Excerpt provided =>
*** Begin section ***
In what follows, we present more details on the proposed deep learning algorithm. A detailed comparison of our approach with the state-of-the-art4,7 methods on images from healthy volunteers and of volunteers afflicted by Stargardt disease demonstrates that the proposed MDRNN framework is more accurate and significantly faster. Following this we show, qualitatively, that, in some cases, the network is able to generalise to images of retinas with pathologies that were not present in the training set, retinitis pigmentosa and achromatopsia.
The research study presented here was conducted in accordance with the tenets of the Declaration of Helsinki (1983 Revision) and the applicable regulatory requirements. The study and its procedures were approved by the ethics committees of Moorfields Eye Hospital and University College London. All participants provided their informed consent in order to enrol.
Methods
An overview of the method is as follows. MDRNN and convolutional layers were stacked into a single segmentation network. This was trained using manually generated segmentations. To overcome class imbalances, the Generalised Dice Loss (GDL) was used as the objective function20. The trained network could then assign a probability to each pixel in an image, representing the probability that the pixel belonged to a cone. Local maxima were found amongst these probabilities, and taken to be the centres of cones within the image (see Fig. 2).
Data Pre-Processing
The segmentation network learned how to classify pixels through supervised learning. The network was presented with images I and their corresponding segmentation SI,
1 |
where SI is a 2D binary mask of the same dimensions as I, with a one-hot vector indicating a pixel’s class at each point of the grid. We centred the image I by subtracting its scalar mean, as is standard in segmentation networks12,14. However, we did not normalise the variance as early experiments showed that this has no effect on performance. The segmentations SI were created by an expert grader manually locating cones within images, and then dilating the locations to disks of a manually chosen, fixed radius rI. The radius rI was chosen so that when dilating each location to a disk of size rI, the borders of cones in the image were still visible with the disk covering as much of the cone as possible. Note that disk size was constant for a single image, but could vary between images. The data available were 290 images (and their segmentations), corresponding to 142 healthy retinas and 148 retinas afflicted by Stargardt disease, acquired from 8 subjects with Stargardt disease, and 17 subjects with no pathology. These data consisted of the same datasets used in Bergeles et al.4 and Cunefare et al.6 with some additional images acquired using an AOSLO setup described in Scoles et al.2. The images in Bergeles et al.4 were chosen by hand to cover a range of eccentricities, from various subjects. Images from the Cunefare et al.6 dataset, were randomly sampled from multiple eccentricities. Their size was chosen so that they would contain roughly 100 cones. The additional data were chosen only under the condition that cones be resolvable within each image. In every image, all cones in the image were manually located. The same experienced member of the clinical team was used to mark all images acquired at Moorfields Eye Hospital, whilst a single expert grader was used for the Cunefare et al.6 dataset. All images had a field-of-view of either 1 × 1deg or 1.5 × 1.5 deg; covered a range of eccentricities along all meridians (300–2800 μm); and contained up to 470504 ≈ 686 × 686 pixels and at least 30625 = 175 × 175 pixels.
*** End section ***
[Items stored from a collection]
*** Begin section ***
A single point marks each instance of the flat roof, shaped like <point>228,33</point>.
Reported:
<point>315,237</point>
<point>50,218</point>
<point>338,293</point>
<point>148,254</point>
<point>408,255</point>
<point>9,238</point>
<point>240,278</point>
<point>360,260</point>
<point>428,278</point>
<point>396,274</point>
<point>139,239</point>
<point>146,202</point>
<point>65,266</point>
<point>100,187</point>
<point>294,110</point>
*** End section ***
Work task =>
Carry on the excerpt about locating cones in retinal images, starting after its final sentence.

Answer area =>
The data was split into 176 images for training (87 healthy, 93 Stargardt-afflicted), 14 for validation (7 healthy, 7 Stargardt-afflicted) and 96 for testing (48 healthy, 48 Stargardt-afflicted). There was no overlap in subject data between the testing set and training plus validation set; there was overlap between training and validation. The breakdown of subjects was as follows: for training 11 healthy and 2 with Stargardt; for validation 2 healthy and 2 with Stargardt; and for testing 6 healthy and 5 with Stargardt. This partition was chosen to maximise the amount of data available for training and testing, whilst not positively biasing the performance on the test set.
Code Availability
The software will be made available for research purposes upon request to the corresponding author.
Data Availability
The datasets generated during and/or analysed during the current study are not publicly available due to restrictions with regards to exchanging patient information and data in the United Kingdom. The authors, however, will accommodate reasonable requests through material transfer agreements.
Network Components
Multidimensional Recurrent Neural Networks
MDRNN8 layers were used throughout the segmentation network to capture global context, and make use of the highly correlated classifications. MDRNNs are a natural extension to recurrent neural networks (RNNs), which incorporate the multidimensional structure of data that is typically lost when applying RNNs to multidimensional data. By doing so, MDRNNs can more easily learn long and short range dependencies between pixels, and can appreciate both the global context of a pixel and its immediate, local context.
To illustrate the benefit of applying MDRNNs to image data in comparison to RNNs, we briefly describe how RNNs are typically applied to images. Under the standard RNN framework, a k-channel image I is converted to a 1. D sequence of pixels, and a recurrent block applies (2) to the sequence, iteratively generating activations hi from the preceding activation hi−1 and current pixel Ii:
2 |
Note that u is a hyperparameter known as the number of units. The block in (2) can learn dependencies between pixels through the recurrent connection , which enforces a dependency between activations and introduces previous activations as context. The limitation of the application of RNNs on multidimensional (e.g. 2D) data, is that activations must travel through many recurrent blocks before being available as context (see Fig. 3). This makes dependency-learning challenging and negatively affects network performance.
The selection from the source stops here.